*QUOTED TEXT*

Contact me (Tom) at tjanofsky at monetate if you're interested or have any
questions.

Thanks!

------
ianpri
SEEKING WORK - Remote (based in London)

Full-time freelancer, working remotely (although able to make meetings in
London) over 10 years of PHP experience, currently mainly working on Zend apps
although have experience in wordpress, silverstripe etc. Previously worked
with corporate clients (Lockheed Martin, Fujitsu Siemens, Barclays) as well as
media one (one of the sites I was working on was featured on a Google Chrome
TV advert)

Can handle frontend (CSS3/HTML5, JS templating etc) and am looking to move
into phonegap based stuff. Lots of experience in eLearning.

Contact details and portfolio in profile.

------
igomobile
SEEKING FREELANCER - Test Engineer - Remote (PHP / Yii SaaS Startup Based In
Texas, Lead Developer In Honolulu)

Currently we have a limited array of PHPUnit and Selenium tests and are hoping
to expand this drastically. Great opportunity to work on an exciting project
that has interesting integration points.

We need someone who knows how to properly handle development of automated
tests for a variety of integration points to web services and the like.

*PROVIDED RECORDS*
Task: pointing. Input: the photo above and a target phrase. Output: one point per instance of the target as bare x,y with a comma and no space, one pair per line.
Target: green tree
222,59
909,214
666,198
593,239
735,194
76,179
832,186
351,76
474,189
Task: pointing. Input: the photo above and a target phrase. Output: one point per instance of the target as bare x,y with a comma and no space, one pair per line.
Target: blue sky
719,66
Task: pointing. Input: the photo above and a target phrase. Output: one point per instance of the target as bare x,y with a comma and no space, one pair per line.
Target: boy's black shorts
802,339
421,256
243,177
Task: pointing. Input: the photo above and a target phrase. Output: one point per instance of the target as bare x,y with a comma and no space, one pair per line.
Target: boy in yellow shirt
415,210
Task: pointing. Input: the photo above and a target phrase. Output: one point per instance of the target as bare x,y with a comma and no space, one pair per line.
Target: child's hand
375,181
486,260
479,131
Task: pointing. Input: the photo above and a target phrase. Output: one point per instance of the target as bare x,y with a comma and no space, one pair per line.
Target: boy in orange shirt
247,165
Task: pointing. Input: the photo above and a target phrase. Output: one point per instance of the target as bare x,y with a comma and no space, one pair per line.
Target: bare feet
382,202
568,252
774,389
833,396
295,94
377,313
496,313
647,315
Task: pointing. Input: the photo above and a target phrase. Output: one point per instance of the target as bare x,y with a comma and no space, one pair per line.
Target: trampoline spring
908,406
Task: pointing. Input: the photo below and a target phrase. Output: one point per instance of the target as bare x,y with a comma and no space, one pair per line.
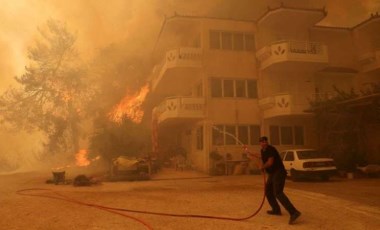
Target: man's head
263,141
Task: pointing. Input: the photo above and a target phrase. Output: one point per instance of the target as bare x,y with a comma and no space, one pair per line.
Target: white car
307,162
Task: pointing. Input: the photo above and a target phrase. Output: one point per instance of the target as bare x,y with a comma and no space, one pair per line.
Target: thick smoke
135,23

*WHAT YOU WILL DO*
Continue the thread of freelance job posts from the end of its last sentence.

*EXERCISE RESULT*
Experience with setting up/managing a continuous deployment system for a
PHP/MySQL project is also very helpful.

Please email yiijob.hackernews@gmail.com

------
rsoto
SEEKING WORK - Mexico / Freelance

We are just two dudes who like to work on interesting stuff, Daniel (
<http://www.danielpliego.com/2012/> ) designs and does some frontend stuff and
me, Rafael ( <http://www.therror.com/> ) builds the back end.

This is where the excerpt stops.